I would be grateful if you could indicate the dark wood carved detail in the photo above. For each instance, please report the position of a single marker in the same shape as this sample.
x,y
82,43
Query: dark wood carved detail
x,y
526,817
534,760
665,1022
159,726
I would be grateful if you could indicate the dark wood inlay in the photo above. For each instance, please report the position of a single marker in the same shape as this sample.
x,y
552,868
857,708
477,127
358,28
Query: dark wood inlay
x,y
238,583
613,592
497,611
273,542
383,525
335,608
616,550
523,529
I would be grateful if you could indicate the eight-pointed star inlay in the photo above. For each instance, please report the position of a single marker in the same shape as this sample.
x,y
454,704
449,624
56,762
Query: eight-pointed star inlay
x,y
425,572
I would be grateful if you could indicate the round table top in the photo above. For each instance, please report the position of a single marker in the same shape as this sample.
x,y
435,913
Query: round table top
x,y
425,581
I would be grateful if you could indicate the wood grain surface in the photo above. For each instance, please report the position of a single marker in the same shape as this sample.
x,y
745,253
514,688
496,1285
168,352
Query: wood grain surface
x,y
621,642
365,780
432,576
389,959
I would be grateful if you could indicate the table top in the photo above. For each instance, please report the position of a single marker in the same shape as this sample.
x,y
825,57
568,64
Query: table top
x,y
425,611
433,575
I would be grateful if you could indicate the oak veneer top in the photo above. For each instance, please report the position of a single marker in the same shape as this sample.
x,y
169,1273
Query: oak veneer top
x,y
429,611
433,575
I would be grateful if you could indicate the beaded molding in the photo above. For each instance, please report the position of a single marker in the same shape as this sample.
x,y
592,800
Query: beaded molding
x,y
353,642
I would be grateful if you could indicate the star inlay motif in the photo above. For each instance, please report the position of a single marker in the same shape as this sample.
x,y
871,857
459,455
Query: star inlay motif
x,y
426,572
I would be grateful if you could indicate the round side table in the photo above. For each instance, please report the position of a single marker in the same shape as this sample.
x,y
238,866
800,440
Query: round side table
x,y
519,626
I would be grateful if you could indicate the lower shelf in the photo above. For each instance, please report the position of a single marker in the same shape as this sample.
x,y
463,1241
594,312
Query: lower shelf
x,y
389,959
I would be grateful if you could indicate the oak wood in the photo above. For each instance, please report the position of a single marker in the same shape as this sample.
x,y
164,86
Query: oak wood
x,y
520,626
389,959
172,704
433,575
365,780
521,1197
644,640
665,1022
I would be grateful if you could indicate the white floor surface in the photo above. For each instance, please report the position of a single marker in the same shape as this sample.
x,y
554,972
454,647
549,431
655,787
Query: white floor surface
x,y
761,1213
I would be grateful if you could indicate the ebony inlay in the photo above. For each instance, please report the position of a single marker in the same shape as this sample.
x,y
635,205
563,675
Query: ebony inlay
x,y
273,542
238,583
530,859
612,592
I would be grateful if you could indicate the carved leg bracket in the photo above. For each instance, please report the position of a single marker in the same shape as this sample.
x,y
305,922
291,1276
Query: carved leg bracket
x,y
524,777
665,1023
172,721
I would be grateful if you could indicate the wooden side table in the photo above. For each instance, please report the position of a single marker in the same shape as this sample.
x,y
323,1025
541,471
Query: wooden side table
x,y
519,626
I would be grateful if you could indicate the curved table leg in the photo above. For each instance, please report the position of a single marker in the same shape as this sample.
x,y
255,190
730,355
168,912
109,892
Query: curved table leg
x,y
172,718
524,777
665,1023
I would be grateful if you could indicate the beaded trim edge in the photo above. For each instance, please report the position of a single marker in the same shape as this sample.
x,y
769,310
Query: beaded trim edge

# # #

Copy the records word for word, starting at the line that contains "I would be grateful if you could indicate the curved" and continuing through the last line of the records, with both of those lines included.

_Solution to the exercise_
I would be grateful if you could indicate the curved table leg in the photo above. For each instance, please report the position of a single marker in the same shape as this sample.
x,y
255,190
730,355
168,912
109,892
Query: curved table leg
x,y
172,718
524,777
665,1023
I would be grateful if you could indicate the beaded trim edge in the photo above. For each instance, please report the position of a single marker in the same shape as this sample.
x,y
769,310
Query: beaded trim edge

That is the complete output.